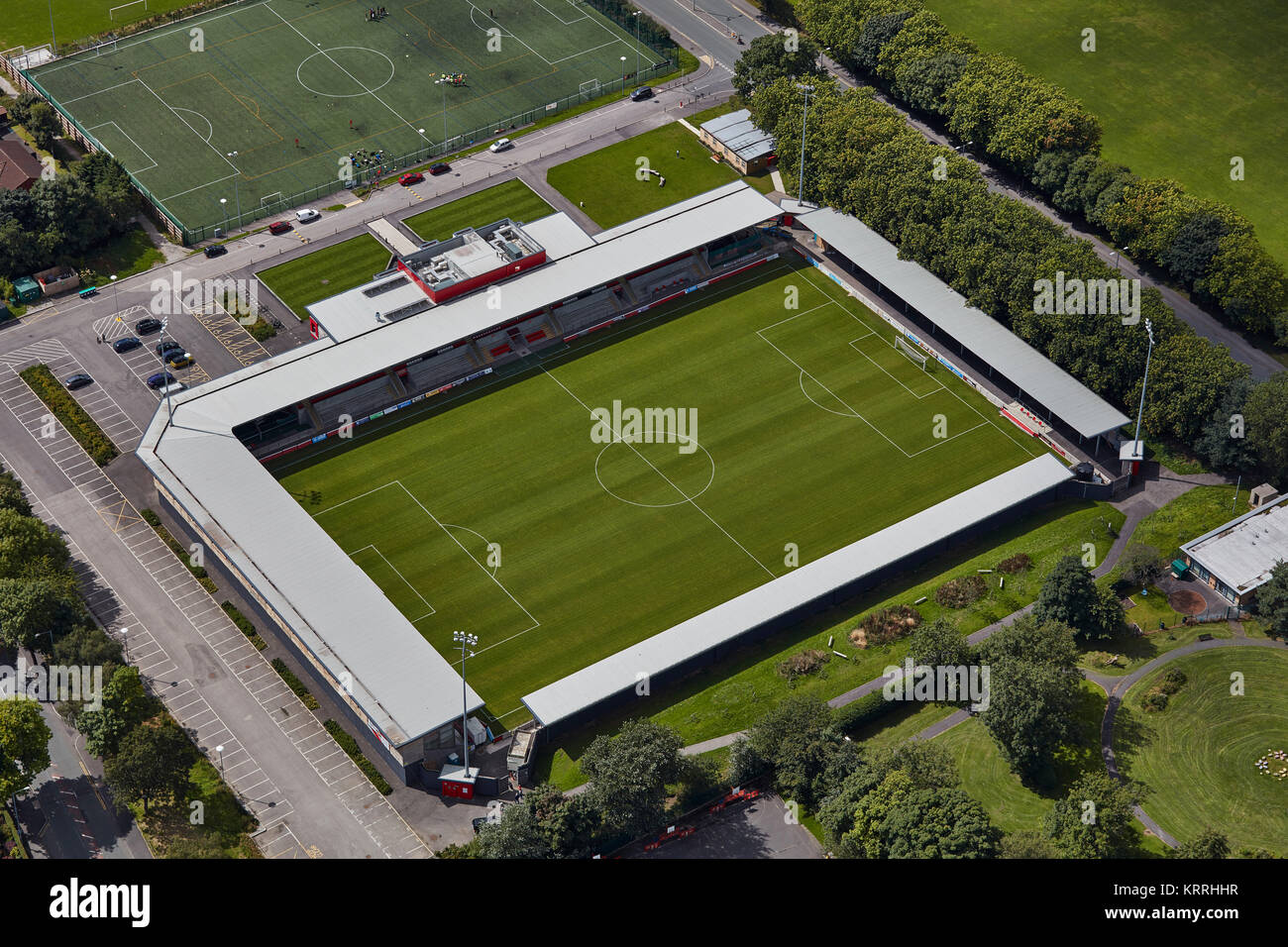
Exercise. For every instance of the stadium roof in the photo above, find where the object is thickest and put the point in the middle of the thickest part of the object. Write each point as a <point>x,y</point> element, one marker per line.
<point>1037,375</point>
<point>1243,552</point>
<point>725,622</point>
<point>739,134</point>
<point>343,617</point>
========================================
* Problem details
From the first line to the last, repeat the records exactly, leaving out the pictures.

* Task response
Exercise. For every instance of the stadium roof in the photo above, find where the object is thickest and put the point in the middle of the thickest part of the object. Write each point as a <point>x,y</point> element, one marker per line.
<point>1037,375</point>
<point>1243,552</point>
<point>725,622</point>
<point>739,134</point>
<point>343,617</point>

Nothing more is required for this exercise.